JAKARTA – Polemik pemberian remisi pidana penjara sementara untuk I Nyoman Susrama, pembunuh wartawan Jawa Pos Radar Bali AA Gde Bagus Narendra Prabangsa, memicu kontroversi di kalangan praktisi hukum dan kemanusiaan. Kebijakan remisi kontroversial itu menambah daftar panjang ketidakjelasan arah pemerintah dalam bidang hukum.
Direktur Eksekutif Lokataru Foundation Haris Azhar menyebut kebijakan Presidan Joko Widodo (Jokowi) dalam pemberian remisi itu jelas sangat menguntungkan penjahat. Itu tentu membahayakan bagi masyarakat. Terutama bagi korban dan keluarganya yang membutuhkan keadilan. ”Karakter kebijakan Jokowi (di bidang hukum, Red) tidak jelas dan tidak transparan, ini membahayakan,” ujarnya, kemarin (27/1).
Haris mengambil contoh lain untuk membuktikan bahwa kebijakan pemerintahan Jokowi terkesan menguntungkan penjahat. Salah satunya, remisi bagi pelaku pembunuhan aktivis Hak Asasi Manusia (HAM) Munir Said Thalib, Pollycarpus Budihari Priyanto. Pollycarpus telah bebas murni Agustus tahun lalu setelah mendapatkan banyak remisi.
”Atau SAB anggota dewan pengawas BPJS (Ketenagakerjaan) yang diduga mencabuli sekretarisnya juga dikabulkan pengunduran dirinya oleh Presiden Jokowi,” terang Haris. Khusus untuk kasus dewan pengawas BPJS, Haris menilai pengunduran yang disetujui Jokowi kurang tepat. Sebab, kasusnya dilaporkan ke Bareskrim dan sedang diperiksa oleh Dewan Jaminan Sosial Nasional (DJSN).

Data Berikut.
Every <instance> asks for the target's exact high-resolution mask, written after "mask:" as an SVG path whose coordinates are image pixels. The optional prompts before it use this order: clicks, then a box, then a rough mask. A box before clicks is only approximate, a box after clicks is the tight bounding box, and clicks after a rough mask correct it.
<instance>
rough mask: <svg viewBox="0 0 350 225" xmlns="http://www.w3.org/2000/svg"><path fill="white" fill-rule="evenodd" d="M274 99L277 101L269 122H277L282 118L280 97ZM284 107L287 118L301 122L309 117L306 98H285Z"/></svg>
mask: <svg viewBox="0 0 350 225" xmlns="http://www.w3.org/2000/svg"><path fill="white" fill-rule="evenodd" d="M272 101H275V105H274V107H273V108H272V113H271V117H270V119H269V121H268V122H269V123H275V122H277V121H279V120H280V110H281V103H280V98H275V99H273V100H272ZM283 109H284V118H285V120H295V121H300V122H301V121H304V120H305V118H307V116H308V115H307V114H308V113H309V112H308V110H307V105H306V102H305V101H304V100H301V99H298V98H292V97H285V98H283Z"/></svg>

Latihan. Tuliskan kembali tanpa perubahan bagian dari teks yang diberikan di atas, mulai dari "Haris mengambil contoh" hingga "Sosial Nasional (DJSN).".

Hasil Latihan.
Haris mengambil contoh lain untuk membuktikan bahwa kebijakan pemerintahan Jokowi terkesan menguntungkan penjahat. Salah satunya, remisi bagi pelaku pembunuhan aktivis Hak Asasi Manusia (HAM) Munir Said Thalib, Pollycarpus Budihari Priyanto. Pollycarpus telah bebas murni Agustus tahun lalu setelah mendapatkan banyak remisi.
”Atau SAB anggota dewan pengawas BPJS (Ketenagakerjaan) yang diduga mencabuli sekretarisnya juga dikabulkan pengunduran dirinya oleh Presiden Jokowi,” terang Haris. Khusus untuk kasus dewan pengawas BPJS, Haris menilai pengunduran yang disetujui Jokowi kurang tepat. Sebab, kasusnya dilaporkan ke Bareskrim dan sedang diperiksa oleh Dewan Jaminan Sosial Nasional (DJSN).